▶ **Aim of the exercise**
The entries that follow include a run beginning at the line with "Target: window" and ending at the line with "point like [277,102]."; restate that run word for word and leave the rest out.

▶ **Provided records**

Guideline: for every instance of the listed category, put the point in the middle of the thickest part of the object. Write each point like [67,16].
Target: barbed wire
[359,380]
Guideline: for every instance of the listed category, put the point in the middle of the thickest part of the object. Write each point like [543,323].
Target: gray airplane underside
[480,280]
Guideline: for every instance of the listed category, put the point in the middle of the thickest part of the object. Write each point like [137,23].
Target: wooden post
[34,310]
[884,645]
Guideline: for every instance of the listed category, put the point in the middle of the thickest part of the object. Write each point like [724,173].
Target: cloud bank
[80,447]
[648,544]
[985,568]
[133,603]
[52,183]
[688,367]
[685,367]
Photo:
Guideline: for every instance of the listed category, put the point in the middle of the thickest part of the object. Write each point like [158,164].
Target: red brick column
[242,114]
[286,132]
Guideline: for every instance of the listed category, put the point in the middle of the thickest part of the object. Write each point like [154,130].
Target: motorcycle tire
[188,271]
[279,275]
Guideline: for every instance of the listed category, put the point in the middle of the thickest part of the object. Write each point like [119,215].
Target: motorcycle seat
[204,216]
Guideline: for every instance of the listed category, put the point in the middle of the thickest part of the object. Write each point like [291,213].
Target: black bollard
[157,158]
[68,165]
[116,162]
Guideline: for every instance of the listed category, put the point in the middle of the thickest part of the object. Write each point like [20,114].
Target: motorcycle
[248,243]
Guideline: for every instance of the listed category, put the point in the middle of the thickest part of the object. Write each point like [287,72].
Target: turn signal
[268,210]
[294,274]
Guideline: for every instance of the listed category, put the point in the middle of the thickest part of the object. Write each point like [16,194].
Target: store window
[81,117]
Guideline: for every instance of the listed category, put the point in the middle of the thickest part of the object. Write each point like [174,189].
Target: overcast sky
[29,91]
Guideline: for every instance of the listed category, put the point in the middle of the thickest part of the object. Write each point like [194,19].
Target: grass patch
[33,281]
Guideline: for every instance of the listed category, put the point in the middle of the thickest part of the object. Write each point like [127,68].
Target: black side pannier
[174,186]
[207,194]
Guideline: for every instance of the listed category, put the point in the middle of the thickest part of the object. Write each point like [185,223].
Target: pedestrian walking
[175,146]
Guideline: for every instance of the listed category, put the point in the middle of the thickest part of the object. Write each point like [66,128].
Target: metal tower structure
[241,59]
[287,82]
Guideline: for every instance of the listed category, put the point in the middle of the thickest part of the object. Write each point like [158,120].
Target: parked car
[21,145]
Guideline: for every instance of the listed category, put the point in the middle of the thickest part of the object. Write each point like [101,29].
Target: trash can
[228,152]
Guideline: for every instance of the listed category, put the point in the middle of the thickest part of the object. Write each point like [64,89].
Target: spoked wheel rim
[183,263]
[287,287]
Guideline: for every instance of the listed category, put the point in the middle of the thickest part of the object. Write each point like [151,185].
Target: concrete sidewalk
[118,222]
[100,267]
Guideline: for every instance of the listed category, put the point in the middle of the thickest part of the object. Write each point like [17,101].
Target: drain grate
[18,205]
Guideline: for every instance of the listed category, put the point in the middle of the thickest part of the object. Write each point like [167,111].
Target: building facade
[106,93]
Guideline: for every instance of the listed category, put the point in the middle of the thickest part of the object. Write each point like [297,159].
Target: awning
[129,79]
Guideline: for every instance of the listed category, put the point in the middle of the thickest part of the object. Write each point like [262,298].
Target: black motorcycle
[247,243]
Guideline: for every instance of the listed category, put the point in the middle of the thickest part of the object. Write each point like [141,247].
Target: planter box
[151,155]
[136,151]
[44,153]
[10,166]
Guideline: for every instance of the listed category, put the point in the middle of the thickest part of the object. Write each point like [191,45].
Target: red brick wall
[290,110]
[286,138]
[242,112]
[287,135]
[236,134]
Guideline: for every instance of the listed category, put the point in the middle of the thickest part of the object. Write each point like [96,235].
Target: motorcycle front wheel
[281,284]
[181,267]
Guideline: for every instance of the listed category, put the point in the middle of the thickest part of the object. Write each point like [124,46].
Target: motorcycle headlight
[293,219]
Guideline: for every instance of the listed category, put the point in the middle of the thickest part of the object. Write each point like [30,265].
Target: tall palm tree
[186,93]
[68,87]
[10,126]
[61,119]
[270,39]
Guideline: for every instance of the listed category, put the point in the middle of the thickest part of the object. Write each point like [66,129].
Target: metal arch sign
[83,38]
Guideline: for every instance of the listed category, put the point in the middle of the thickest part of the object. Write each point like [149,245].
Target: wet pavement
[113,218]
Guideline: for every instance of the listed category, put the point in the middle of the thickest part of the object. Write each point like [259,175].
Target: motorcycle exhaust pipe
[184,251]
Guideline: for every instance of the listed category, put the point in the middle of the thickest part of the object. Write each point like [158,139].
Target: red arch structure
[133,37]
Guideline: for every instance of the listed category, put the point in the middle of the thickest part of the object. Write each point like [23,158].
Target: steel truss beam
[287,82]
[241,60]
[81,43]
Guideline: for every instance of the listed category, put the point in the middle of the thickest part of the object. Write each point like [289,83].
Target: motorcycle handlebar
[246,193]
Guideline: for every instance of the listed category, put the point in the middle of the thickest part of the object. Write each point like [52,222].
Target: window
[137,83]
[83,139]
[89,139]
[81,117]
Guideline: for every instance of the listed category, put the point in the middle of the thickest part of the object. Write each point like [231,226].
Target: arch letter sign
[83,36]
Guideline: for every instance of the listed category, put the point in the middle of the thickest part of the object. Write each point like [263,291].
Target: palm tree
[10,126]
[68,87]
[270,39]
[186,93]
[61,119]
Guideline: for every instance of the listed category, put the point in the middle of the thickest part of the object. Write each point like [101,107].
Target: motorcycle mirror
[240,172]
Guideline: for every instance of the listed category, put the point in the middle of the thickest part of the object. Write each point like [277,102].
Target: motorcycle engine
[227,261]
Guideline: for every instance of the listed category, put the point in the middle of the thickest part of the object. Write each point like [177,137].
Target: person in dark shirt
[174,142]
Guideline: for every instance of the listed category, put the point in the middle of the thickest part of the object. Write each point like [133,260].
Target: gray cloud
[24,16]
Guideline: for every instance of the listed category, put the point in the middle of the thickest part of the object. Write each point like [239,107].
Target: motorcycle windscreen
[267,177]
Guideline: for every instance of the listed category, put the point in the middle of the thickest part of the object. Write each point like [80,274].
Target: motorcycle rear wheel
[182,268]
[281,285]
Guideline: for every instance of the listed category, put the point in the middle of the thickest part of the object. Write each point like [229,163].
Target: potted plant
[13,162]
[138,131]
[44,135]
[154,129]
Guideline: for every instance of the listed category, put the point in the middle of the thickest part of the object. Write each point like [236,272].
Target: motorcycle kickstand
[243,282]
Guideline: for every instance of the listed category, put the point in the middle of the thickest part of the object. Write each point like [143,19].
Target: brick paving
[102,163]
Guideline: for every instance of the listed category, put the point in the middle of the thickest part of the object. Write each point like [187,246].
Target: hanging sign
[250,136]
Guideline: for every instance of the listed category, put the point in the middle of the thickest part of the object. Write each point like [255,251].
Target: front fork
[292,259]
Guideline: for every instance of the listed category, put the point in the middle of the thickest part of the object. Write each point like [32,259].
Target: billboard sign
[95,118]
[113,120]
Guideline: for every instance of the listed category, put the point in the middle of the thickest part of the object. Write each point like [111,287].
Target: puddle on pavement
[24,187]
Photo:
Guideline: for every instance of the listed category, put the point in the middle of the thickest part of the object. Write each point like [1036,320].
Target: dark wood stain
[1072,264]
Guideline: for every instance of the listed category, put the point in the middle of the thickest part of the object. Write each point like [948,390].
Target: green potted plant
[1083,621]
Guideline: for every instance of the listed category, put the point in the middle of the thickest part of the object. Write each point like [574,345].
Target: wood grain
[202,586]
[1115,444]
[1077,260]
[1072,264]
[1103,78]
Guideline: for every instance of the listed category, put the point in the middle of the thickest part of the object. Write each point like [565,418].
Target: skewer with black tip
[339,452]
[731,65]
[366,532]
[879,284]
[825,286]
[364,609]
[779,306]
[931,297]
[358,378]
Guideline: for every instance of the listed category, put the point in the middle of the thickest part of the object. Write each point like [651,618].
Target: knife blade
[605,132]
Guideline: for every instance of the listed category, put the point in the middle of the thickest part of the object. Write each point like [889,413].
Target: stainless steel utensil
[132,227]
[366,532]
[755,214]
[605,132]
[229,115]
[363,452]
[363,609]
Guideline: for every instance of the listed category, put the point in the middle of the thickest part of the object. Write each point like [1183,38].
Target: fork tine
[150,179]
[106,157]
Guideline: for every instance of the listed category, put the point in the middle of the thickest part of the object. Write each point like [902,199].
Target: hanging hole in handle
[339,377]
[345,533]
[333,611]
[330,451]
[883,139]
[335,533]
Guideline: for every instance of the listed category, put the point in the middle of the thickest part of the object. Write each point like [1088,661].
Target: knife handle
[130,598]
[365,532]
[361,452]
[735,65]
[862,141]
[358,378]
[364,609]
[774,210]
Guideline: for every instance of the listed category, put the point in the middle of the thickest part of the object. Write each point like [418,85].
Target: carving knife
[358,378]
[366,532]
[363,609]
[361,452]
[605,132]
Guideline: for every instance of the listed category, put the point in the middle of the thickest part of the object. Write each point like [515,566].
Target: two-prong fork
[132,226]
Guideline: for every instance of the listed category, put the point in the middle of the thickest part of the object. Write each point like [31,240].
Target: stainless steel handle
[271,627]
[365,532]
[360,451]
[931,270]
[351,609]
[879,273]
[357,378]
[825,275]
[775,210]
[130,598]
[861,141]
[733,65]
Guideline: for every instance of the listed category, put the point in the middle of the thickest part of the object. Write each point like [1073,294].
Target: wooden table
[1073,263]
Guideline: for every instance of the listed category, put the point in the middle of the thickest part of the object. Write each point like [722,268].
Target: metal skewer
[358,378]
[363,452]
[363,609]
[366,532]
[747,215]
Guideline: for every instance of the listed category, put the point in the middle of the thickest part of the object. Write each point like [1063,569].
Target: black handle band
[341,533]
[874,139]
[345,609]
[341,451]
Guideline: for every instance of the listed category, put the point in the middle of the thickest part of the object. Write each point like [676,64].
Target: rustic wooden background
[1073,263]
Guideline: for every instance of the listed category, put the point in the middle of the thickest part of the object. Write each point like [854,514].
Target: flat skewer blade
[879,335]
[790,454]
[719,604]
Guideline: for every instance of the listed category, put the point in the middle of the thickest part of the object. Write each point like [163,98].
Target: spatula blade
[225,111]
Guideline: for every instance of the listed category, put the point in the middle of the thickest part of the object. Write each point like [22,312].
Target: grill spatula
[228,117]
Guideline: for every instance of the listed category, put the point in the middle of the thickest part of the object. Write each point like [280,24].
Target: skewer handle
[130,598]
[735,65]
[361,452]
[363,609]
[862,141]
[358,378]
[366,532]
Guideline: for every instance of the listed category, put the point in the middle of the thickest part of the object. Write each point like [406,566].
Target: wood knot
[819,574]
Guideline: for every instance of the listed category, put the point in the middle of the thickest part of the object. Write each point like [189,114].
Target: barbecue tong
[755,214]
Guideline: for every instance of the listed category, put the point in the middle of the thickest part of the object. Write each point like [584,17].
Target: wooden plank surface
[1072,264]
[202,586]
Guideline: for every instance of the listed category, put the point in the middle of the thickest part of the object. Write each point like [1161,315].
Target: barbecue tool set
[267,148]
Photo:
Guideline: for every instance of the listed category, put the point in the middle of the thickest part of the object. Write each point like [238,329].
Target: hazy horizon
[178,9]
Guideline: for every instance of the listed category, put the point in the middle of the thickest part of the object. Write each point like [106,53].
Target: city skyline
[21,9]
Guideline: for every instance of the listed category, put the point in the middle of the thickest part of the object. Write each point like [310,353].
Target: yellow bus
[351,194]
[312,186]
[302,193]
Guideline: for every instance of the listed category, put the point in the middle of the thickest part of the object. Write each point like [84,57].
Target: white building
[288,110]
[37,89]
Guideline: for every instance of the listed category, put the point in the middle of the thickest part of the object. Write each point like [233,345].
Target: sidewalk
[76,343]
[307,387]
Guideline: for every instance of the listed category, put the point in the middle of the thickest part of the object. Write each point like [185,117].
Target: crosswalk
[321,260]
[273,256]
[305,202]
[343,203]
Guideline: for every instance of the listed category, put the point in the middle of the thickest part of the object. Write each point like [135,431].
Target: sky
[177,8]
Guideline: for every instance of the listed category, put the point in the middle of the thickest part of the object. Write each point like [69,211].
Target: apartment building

▶ **Task output**
Target: window
[137,83]
[83,139]
[89,139]
[81,117]
Guideline: for every instance of the listed category, put the point in the middle of the thickest part of the object. Write each point like [231,226].
Target: arch letter sign
[83,36]
Guideline: for every instance of the listed category, put the point in the middle of the thickest part of the object. Write each point like [263,291].
Target: palm tree
[10,126]
[68,87]
[270,39]
[186,93]
[61,119]
Guideline: for every instance of the listed category, put the point in the middle of the thickest part of the object. Write each point like [101,107].
Target: motorcycle mirror
[240,172]
Guideline: for every instance of the listed category, put the point in the middle of the thickest part of the object. Write each point like [277,102].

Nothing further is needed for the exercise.